DIRECTIVE: Transcribe the records below exactly as they appear.

SUPPLIED ENTRIES:
****
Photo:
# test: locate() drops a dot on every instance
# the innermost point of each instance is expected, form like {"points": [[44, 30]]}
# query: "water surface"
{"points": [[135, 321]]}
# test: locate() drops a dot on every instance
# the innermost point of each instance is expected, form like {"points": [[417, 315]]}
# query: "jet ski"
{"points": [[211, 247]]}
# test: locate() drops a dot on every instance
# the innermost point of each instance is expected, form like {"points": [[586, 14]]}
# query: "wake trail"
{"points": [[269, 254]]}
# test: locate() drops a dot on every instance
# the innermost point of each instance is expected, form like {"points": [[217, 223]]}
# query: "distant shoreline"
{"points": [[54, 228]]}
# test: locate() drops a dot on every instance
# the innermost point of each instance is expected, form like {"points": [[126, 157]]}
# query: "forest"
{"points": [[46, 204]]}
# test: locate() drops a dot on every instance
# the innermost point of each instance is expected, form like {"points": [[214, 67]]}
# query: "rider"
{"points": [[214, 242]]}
****
COMPLETED EXERCISE:
Photo:
# test: locate() drops a dot on every instance
# the innermost point of each instance is expected, form like {"points": [[44, 30]]}
# query: "water surface"
{"points": [[135, 321]]}
# test: locate() drops a dot on every instance
# the innermost point of each instance is expected, form like {"points": [[417, 315]]}
# query: "jet ski"
{"points": [[211, 247]]}
# test: locate() drops a dot on every instance
# the innermost point of each instance is expected, form like {"points": [[586, 14]]}
# query: "wake trail"
{"points": [[269, 254]]}
# test: locate() drops a dot on every instance
# the innermost point of each instance is expected, form like {"points": [[217, 223]]}
# query: "distant shoreline"
{"points": [[54, 228]]}
# test: locate() drops a dot on every instance
# the innermost point of each instance is expected, form like {"points": [[126, 157]]}
# query: "forest"
{"points": [[46, 204]]}
# test: locate() drops a dot on every instance
# the innermost point of each instance is expected, form like {"points": [[214, 67]]}
# query: "rider"
{"points": [[214, 242]]}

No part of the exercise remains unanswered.